*** EXTRAIT DU DOCUMENT

20 octobre 2010

Les uns… Les autres

Posté par Paul dans la catégorie : Humeur du jour; Vive la Politique .

Trois infos relevées dans la presse ces derniers jours pour parler des UNS.
Premier titre : « Le luxe en pleine surchauffe » – « Les chiffres d’affaires du troisième trimestre sont étrennés par LVMH ce jeudi, avec une hausse de ses ventes de 23,6% au troisième trimestre, confirmant la croissance spectaculaire du début de l’année. » Pour les ignorants ou ceux qui fréquentent plus souvent les marchés aux fripes que les boutiques bon chic bon genre, le groupe LVMH ce sont les marques Vuitton, Hermès, Dior, Kenzo… J’en passe et pas des moindres.
Second titre, tout aussi édifiant : « Millionnaires : la France est au troisième rang mondial » – « Selon une étude Crédit Suisse 9% des 242 millions de millionnaires en dollars dénombrés dans le monde vivent dans l’Hexagone. La France devance largement ses voisins européens. » Concrètement, sur le terrain, cela donne 2,2 millions de millionnaires dans notre beau pays. Cela étant dit, on va pouvoir tranquillement causer troubles sociaux, revendications économiques et changements politiques à venir… En toute sérénité, mais avec un réalisme cruel aussi…
Troisième titre, pour faire bonne mesure : « A Paris, place aux nouveaux palaces » – « Les palaces ont la cote à Paris: fort d’un regain d’intérêt massif pour ce type d’établissements, pas moins de quatre nouveaux hôtels de pur luxe sont annoncés dans la première ville touristique du monde. » Quand on pense à tout ce qu’il va falloir réquisitionner pour les sans abris, ça laisse rêveur !

******

*CONSIGNE 1*. Les affirmations suivantes sont-elles conformes à l'extrait ? Pour chacune, répondez par oui ou par non et citez les mots de l'extrait qui tranchent. (a) Les ventes de LVMH ont progressé de 23,6 % au troisième trimestre. (b) Quatre nouveaux hôtels de luxe sont annoncés à Paris. (c) L'étude sur les millionnaires provient de LVMH.
*CONSIGNE 2*. Recopiez le passage de l'extrait qui va de « Les uns… Les » jusqu'à « parler des UNS. » inclus.

*** DONNÉES FOURNIES

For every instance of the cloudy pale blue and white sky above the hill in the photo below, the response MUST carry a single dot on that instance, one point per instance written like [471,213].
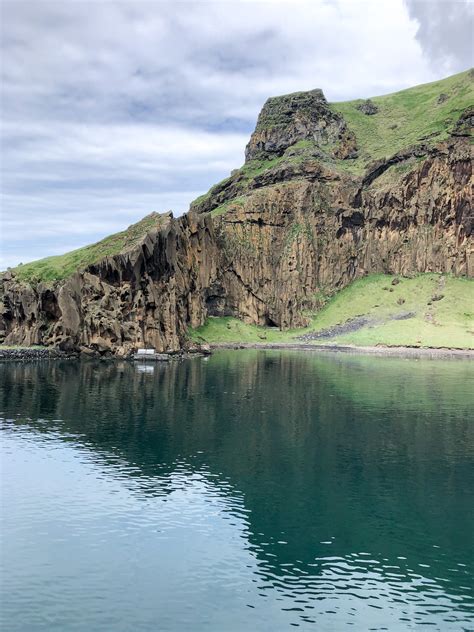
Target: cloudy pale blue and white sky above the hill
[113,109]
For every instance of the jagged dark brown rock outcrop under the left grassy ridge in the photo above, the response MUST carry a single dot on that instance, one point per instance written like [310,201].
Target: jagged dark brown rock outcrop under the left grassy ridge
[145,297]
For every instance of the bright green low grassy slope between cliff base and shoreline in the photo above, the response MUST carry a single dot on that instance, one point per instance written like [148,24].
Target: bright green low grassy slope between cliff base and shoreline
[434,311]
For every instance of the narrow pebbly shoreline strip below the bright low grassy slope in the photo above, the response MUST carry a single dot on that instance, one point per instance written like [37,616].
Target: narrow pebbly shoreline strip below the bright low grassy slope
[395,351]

******
*** DONNÉES FOURNIES

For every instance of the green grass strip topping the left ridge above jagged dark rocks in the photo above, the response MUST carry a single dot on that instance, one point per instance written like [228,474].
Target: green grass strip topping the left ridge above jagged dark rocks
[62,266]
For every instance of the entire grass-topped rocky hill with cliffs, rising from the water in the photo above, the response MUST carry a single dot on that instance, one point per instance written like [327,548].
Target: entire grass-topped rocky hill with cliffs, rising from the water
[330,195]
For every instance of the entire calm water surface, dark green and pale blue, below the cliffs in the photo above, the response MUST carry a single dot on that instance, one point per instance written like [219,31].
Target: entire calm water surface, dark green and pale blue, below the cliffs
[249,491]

******
*** DONNÉES FOURNIES

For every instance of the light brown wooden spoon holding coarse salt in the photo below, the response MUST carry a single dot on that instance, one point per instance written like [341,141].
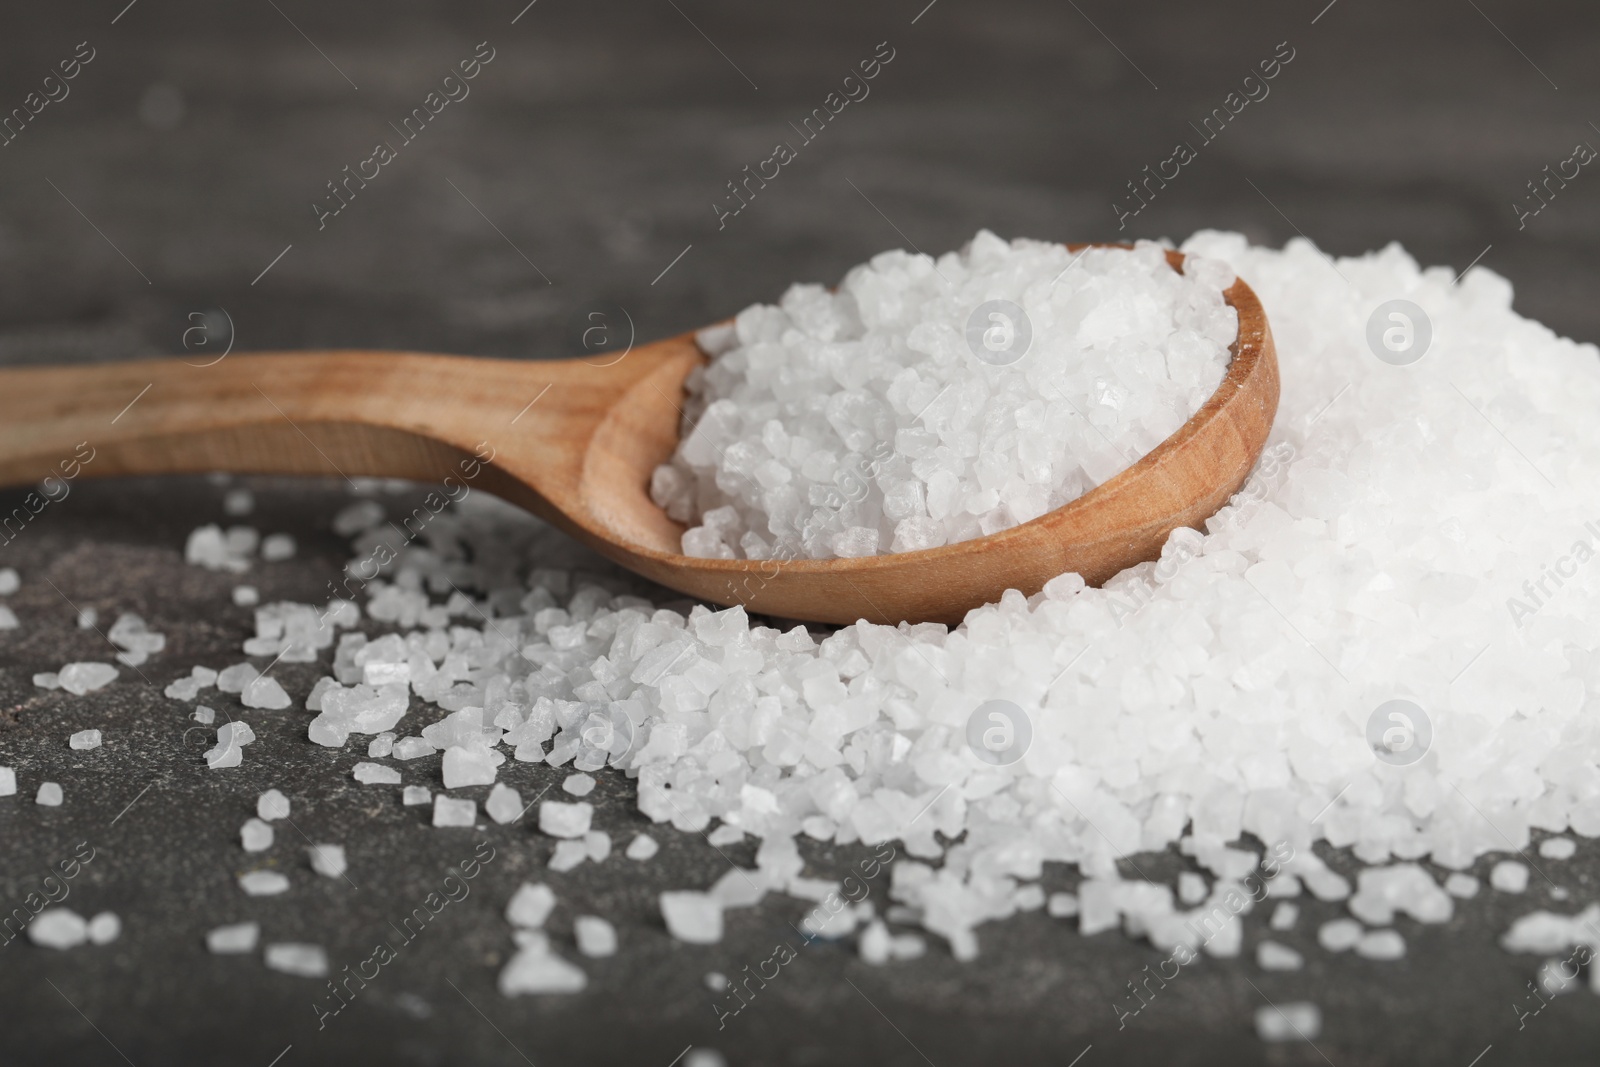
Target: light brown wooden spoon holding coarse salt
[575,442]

******

*RÉPONSE 1*.
(a) Oui : « avec une hausse de ses ventes de 23,6% au troisième trimestre »
(b) Oui : « pas moins de quatre nouveaux hôtels de pur luxe sont annoncés »
(c) Non : « Selon une étude Crédit Suisse »

*RÉPONSE 2*.
Les uns… Les autres

Posté par Paul dans la catégorie : Humeur du jour; Vive la Politique .

Trois infos relevées dans la presse ces derniers jours pour parler des UNS.